In einer Filmszene steht der Schauspieler Ralf Tanner (Heino Ferch) vorm verschlossenen Tor seiner eigenen Villa, in die unterdessen ein Doppelgänger eingezogen ist, und klingelt. An der Gegensprechanlage meldet sich Hausdiener Ludwig (Matthias Brandt) und fragt, wer dort sei. Tanner: Na ich. Ludwig: Wer ist Ich?

Erst da wird dem Leinwand-Star klar, dass »Ich« nicht der Mann auf den Filmplakaten ist, nicht die Skandalnudel aus den Boulevard-Zeitungen und Internet-Portalen, nicht der Macho, der sich vor Begehrlichkeiten kaum retten kann, nicht der Celebrity-Monarch, der seinen Ludwig eben noch herumdirigierte. Indem er aus diesem Leben herausfällt, fällt er in ein anderes hinein, das vielleicht das eigentliche ist. Inkognito hat er eine Frau kennengelernt, die ihn selbst für ein Tanner-Double hält - und sich doch in ihn verliebt.

+-------+

**ARBEITSAUFTRAG A:** Stimmen diese Aussagen mit dem Quellenauszug überein? Beantworte jede mit Ja oder Nein und zitiere die entscheidenden Worte daraus: (i) Ludwig ist Hausdiener. (ii) Ralf Tanner wird von Matthias Brandt gespielt. (iii) Die Frau, die Tanner inkognito kennenlernt, hält ihn für ein Tanner-Double.
**ARBEITSAUFTRAG B:** Wer ist laut dem Quellenauszug in Tanners Villa eingezogen?

+-------+

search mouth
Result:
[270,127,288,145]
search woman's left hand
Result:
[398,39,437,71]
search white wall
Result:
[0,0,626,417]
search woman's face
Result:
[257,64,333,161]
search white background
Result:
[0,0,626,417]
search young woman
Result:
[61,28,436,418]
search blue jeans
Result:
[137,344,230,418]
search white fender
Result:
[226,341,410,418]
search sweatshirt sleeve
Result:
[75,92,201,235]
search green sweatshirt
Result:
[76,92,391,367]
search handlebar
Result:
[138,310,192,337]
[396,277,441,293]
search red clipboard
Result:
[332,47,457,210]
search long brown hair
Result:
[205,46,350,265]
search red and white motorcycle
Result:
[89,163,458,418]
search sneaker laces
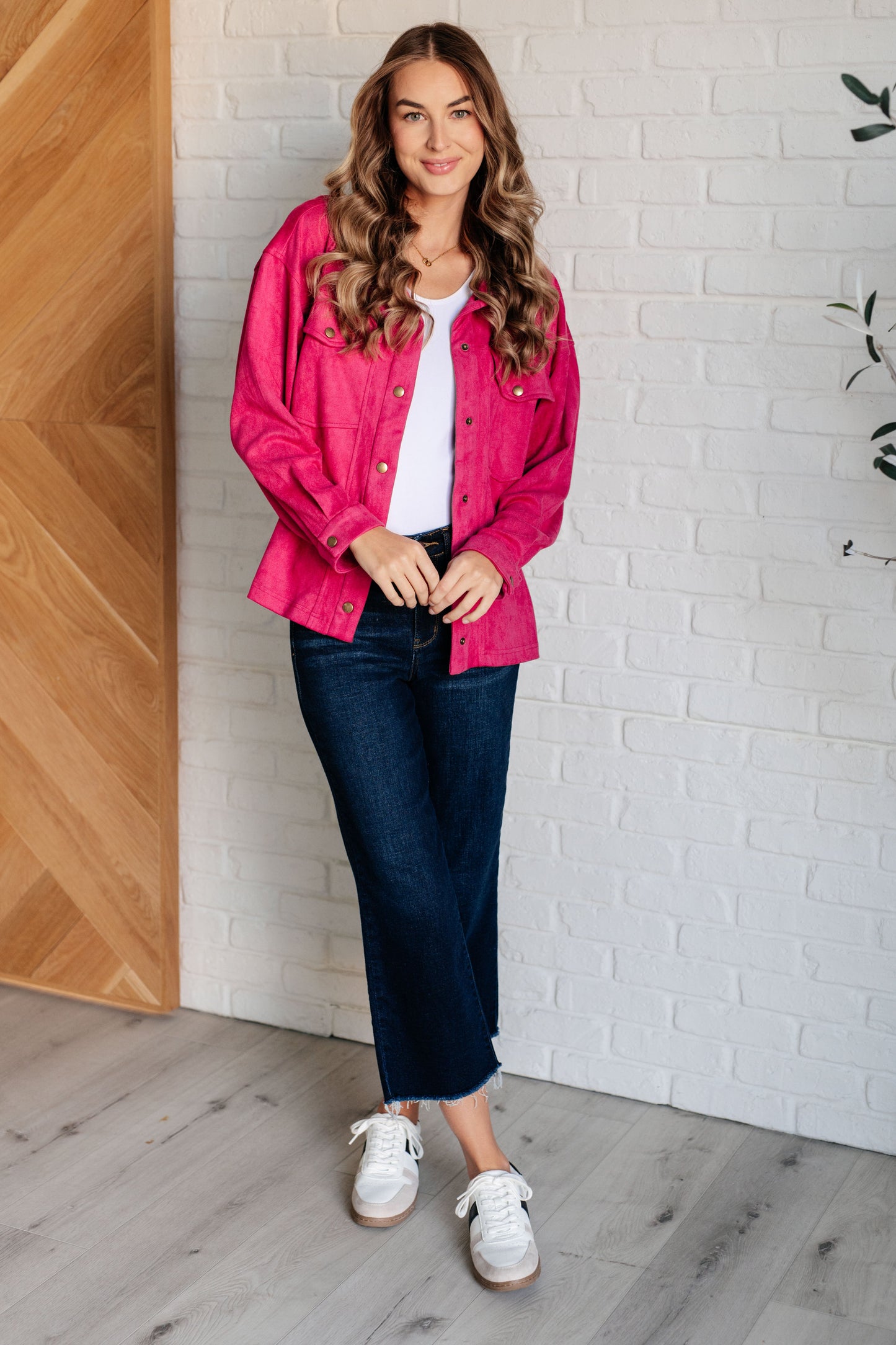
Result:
[454,1171,532,1243]
[349,1111,423,1177]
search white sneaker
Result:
[455,1168,541,1289]
[350,1111,423,1228]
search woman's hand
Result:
[348,527,439,607]
[430,550,503,625]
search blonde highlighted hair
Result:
[308,23,557,377]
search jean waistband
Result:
[406,523,451,560]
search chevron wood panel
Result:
[0,0,177,1011]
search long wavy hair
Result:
[308,23,557,378]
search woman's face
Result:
[388,61,485,204]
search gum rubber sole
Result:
[470,1258,541,1292]
[349,1195,417,1228]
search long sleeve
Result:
[229,250,380,573]
[461,287,579,596]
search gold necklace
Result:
[411,243,457,266]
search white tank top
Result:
[386,280,470,537]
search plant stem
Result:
[874,341,896,383]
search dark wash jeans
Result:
[290,527,518,1102]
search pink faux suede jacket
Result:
[229,197,579,672]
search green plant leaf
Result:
[874,444,896,481]
[849,121,896,140]
[840,75,880,105]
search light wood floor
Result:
[0,987,896,1345]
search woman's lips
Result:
[423,159,461,174]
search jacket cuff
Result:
[316,504,383,574]
[455,527,523,597]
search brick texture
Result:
[172,0,896,1151]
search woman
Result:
[231,23,579,1290]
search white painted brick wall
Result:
[172,0,896,1151]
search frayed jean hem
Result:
[383,1061,503,1116]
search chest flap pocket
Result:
[291,298,370,427]
[489,365,554,481]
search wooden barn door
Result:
[0,0,177,1010]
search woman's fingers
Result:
[430,570,468,616]
[462,593,497,624]
[442,585,484,623]
[393,574,426,607]
[415,542,439,602]
[371,570,404,607]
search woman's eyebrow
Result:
[395,93,473,109]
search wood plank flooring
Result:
[0,987,896,1345]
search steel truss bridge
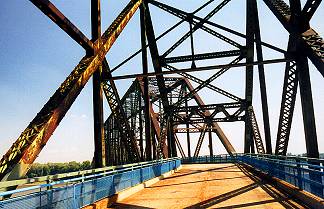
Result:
[0,0,324,207]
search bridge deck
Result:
[113,164,305,209]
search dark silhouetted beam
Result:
[0,0,141,180]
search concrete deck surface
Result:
[112,164,305,209]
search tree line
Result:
[26,160,92,178]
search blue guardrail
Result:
[0,159,181,209]
[182,154,324,198]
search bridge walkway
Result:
[111,163,306,209]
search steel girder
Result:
[0,0,324,183]
[0,0,141,180]
[263,0,324,74]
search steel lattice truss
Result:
[0,0,324,183]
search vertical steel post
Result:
[244,0,255,153]
[87,0,106,168]
[185,94,191,158]
[140,4,152,161]
[253,1,272,154]
[189,19,196,68]
[296,56,319,158]
[138,94,145,161]
[208,126,214,159]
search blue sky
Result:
[0,0,324,162]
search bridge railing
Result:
[0,158,181,209]
[182,154,324,198]
[236,154,324,198]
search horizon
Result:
[0,0,324,163]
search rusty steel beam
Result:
[0,0,142,181]
[30,0,94,50]
[87,0,106,168]
[28,0,139,166]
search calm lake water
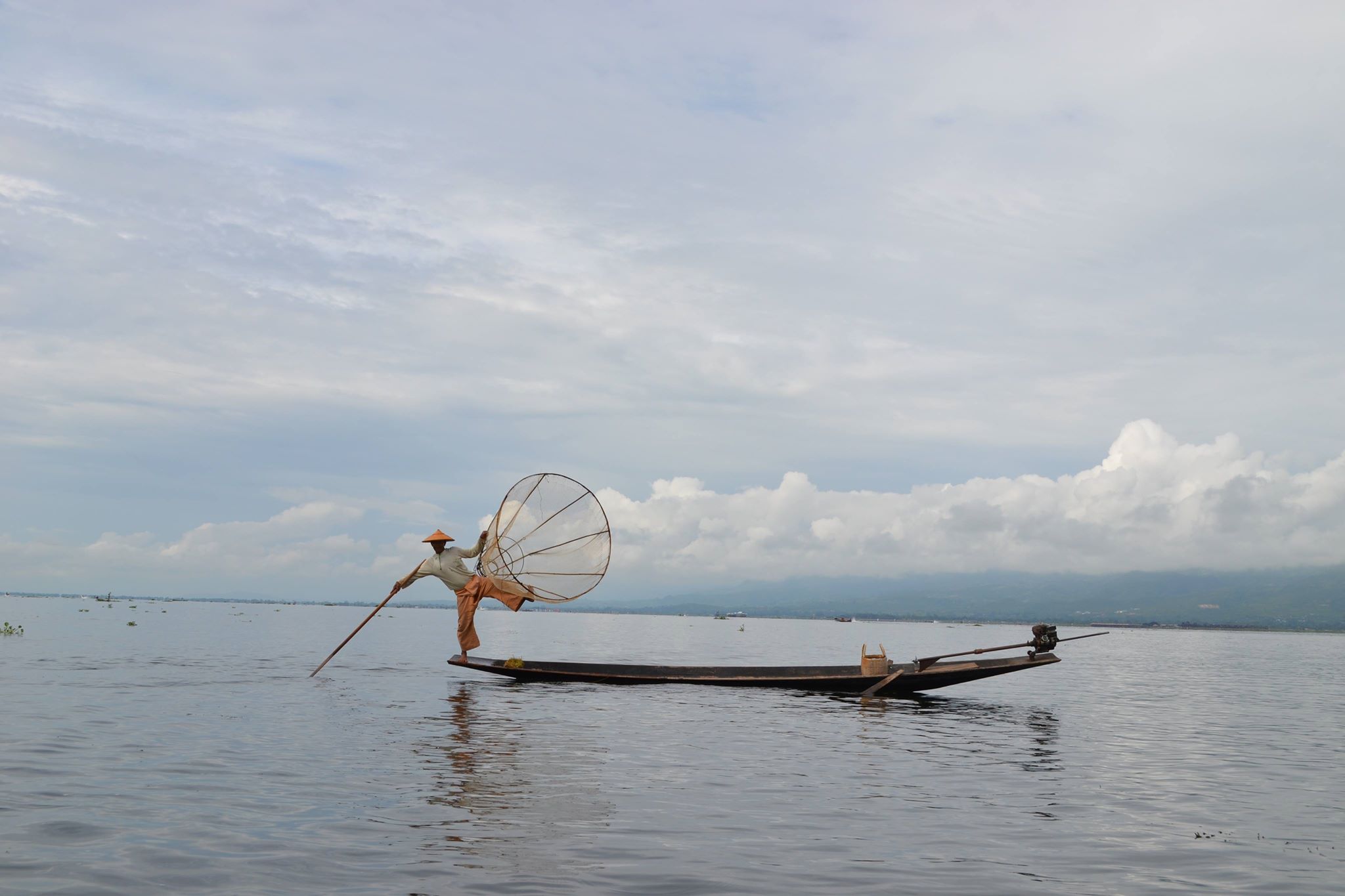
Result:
[0,598,1345,895]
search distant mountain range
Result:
[586,566,1345,630]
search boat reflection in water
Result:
[412,683,612,880]
[850,696,1061,773]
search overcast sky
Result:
[0,0,1345,599]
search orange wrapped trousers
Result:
[454,575,527,657]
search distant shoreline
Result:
[0,591,1345,634]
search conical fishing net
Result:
[480,473,612,603]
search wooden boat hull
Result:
[449,653,1060,697]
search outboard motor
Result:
[1028,622,1060,657]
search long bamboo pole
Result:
[308,588,397,678]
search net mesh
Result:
[480,473,612,603]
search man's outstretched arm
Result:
[458,532,485,557]
[393,560,426,594]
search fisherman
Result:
[393,529,533,660]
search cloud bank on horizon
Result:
[8,421,1345,601]
[0,0,1345,597]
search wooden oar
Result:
[308,588,397,678]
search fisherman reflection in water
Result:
[393,529,533,660]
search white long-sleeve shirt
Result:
[402,539,485,591]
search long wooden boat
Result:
[449,653,1060,697]
[449,624,1107,697]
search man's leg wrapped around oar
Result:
[454,575,533,658]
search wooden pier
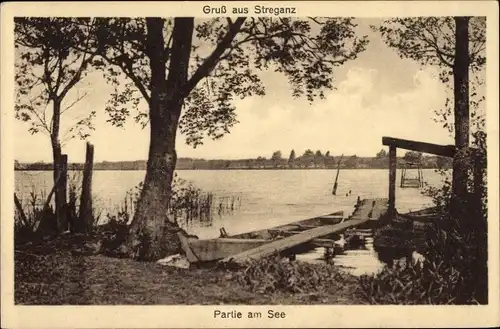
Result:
[221,199,388,264]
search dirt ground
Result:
[14,242,362,305]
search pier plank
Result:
[221,199,387,264]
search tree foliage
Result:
[93,17,367,147]
[14,17,99,142]
[372,17,486,133]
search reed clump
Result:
[233,256,353,293]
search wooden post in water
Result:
[55,154,68,233]
[332,154,344,195]
[77,142,94,232]
[387,145,397,219]
[14,193,30,227]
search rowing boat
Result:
[177,211,344,263]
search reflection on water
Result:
[15,169,436,275]
[296,229,411,276]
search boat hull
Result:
[178,212,343,263]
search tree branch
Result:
[183,17,246,95]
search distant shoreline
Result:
[14,156,452,171]
[14,167,451,172]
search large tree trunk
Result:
[125,18,194,260]
[452,17,470,205]
[50,99,68,233]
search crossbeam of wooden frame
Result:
[382,137,455,218]
[382,137,455,158]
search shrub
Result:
[359,129,488,304]
[234,256,352,293]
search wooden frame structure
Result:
[382,137,455,218]
[399,162,424,188]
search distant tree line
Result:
[15,149,452,170]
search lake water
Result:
[15,169,442,274]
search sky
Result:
[14,19,453,162]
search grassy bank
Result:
[15,234,363,305]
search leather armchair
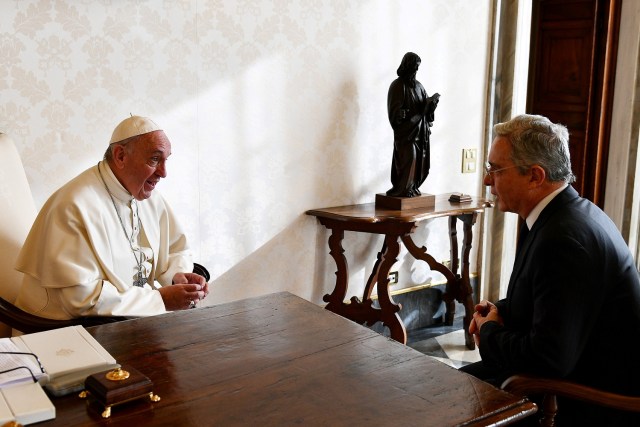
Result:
[500,374,640,427]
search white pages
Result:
[0,382,56,426]
[11,326,120,396]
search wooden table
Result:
[38,293,536,427]
[307,194,491,349]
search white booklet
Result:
[0,382,56,426]
[10,326,120,396]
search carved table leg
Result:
[458,212,478,350]
[322,228,349,314]
[444,216,460,326]
[377,234,407,344]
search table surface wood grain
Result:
[38,292,535,426]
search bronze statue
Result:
[387,52,440,197]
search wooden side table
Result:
[307,194,492,349]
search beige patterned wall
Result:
[0,0,491,304]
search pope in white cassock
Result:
[16,116,209,319]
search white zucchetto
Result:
[109,116,162,144]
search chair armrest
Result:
[500,374,640,412]
[193,262,211,282]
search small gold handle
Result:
[105,368,129,381]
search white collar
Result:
[98,161,133,203]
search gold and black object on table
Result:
[80,366,160,418]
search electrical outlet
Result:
[389,271,398,285]
[462,148,478,173]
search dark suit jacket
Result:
[480,186,640,424]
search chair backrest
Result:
[0,133,37,336]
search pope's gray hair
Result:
[103,135,140,162]
[493,114,576,184]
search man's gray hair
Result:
[493,114,576,184]
[103,135,140,162]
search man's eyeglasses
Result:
[484,163,525,178]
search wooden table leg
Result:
[458,212,478,350]
[322,228,349,314]
[376,234,407,344]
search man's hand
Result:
[469,300,503,346]
[158,283,205,311]
[158,273,209,310]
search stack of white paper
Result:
[0,382,56,425]
[11,326,120,396]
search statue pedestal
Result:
[376,193,436,211]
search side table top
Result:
[306,193,493,223]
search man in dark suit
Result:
[462,115,640,426]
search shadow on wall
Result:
[203,214,390,306]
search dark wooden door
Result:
[527,0,620,207]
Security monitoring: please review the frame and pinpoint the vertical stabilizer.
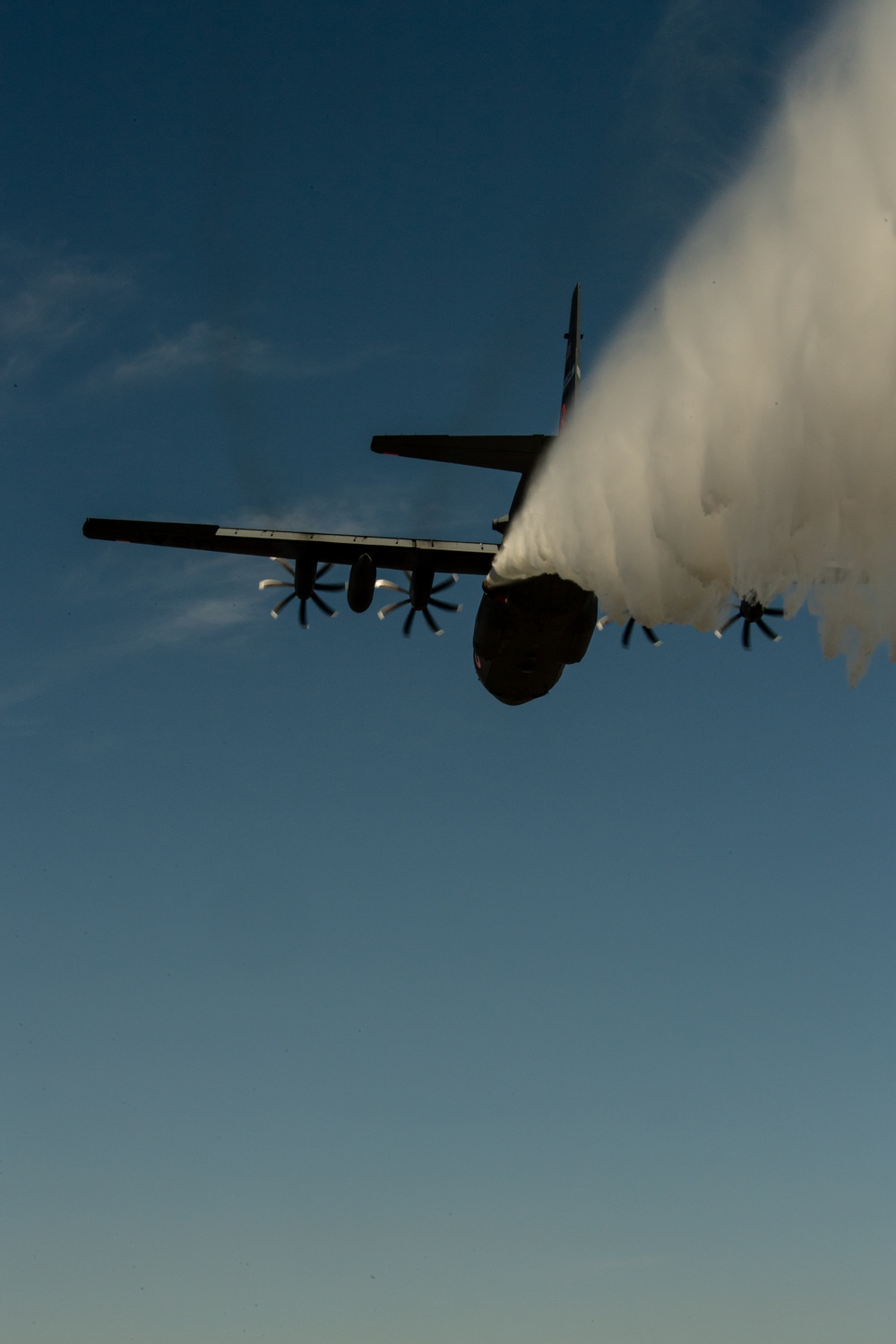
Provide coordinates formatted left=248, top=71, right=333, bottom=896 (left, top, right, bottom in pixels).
left=559, top=285, right=582, bottom=435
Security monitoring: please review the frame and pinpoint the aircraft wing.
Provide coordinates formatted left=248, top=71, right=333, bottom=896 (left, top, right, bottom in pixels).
left=83, top=518, right=498, bottom=574
left=371, top=435, right=554, bottom=476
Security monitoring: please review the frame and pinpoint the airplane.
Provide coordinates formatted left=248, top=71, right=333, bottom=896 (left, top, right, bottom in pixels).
left=83, top=285, right=778, bottom=706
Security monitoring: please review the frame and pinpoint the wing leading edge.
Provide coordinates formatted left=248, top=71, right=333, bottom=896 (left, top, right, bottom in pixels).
left=371, top=435, right=552, bottom=476
left=83, top=518, right=498, bottom=575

+-------+

**LÖSUNG A:**
(i) Ja: „An der Gegensprechanlage meldet sich Hausdiener Ludwig (Matthias Brandt)“
(ii) Nein: „der Schauspieler Ralf Tanner (Heino Ferch)“
(iii) Ja: „eine Frau kennengelernt, die ihn selbst für ein Tanner-Double hält“

**LÖSUNG B:** Ein Doppelgänger.